- [Exercise objective]:
With images removed, return the whole listing exactly as written.

- [Materials provided]:
---------------

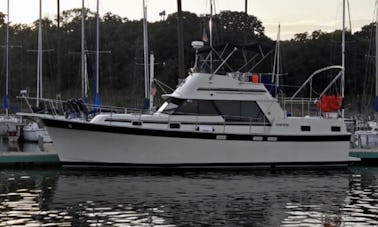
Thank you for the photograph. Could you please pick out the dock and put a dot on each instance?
(50, 158)
(28, 158)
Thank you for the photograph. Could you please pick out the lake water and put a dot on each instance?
(67, 197)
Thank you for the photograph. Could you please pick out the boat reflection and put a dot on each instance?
(153, 198)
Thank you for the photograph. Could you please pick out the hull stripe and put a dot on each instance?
(55, 123)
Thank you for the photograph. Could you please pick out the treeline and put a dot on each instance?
(121, 70)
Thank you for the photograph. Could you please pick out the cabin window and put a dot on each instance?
(241, 111)
(197, 107)
(335, 129)
(174, 125)
(136, 123)
(170, 106)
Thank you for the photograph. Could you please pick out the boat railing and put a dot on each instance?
(71, 108)
(301, 107)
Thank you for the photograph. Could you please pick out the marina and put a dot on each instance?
(194, 119)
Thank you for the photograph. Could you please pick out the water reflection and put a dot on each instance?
(150, 198)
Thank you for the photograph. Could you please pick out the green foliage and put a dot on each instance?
(121, 71)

---------------

- [Task solution]:
Thank you for the photograph. Could you please pick out the dock and put a dot on each instance?
(50, 158)
(28, 158)
Thank you for the photograph. Could you please pick out the lake water and put a dot on each instance?
(67, 197)
Thank you for the photograph. Could you please pick out the boat reflection and put a dot on each instance?
(153, 198)
Thank you for the photograph. Could you please pick out the hull stripe and put a dot on each instance?
(55, 123)
Thank you for the photograph. Could you please pick out the treeline and put a dot on each instance?
(121, 70)
Thank you for the photograph. Could you please pick out the cabin window and put a dot on each instance?
(241, 111)
(197, 107)
(335, 129)
(174, 125)
(136, 123)
(170, 106)
Thank you for the photograph. Could you please pick out the boat railing and put a dot on each instance?
(71, 108)
(301, 107)
Thank you for the photograph. Could you please pick out the marina and put a dot on each instance?
(194, 119)
Thank you for the photograph. Could you please pick out the water reflection and put a dot on each instance?
(150, 198)
Thank you for the photograph. Could you please pick out the green foliage and put a dot on each instance?
(121, 71)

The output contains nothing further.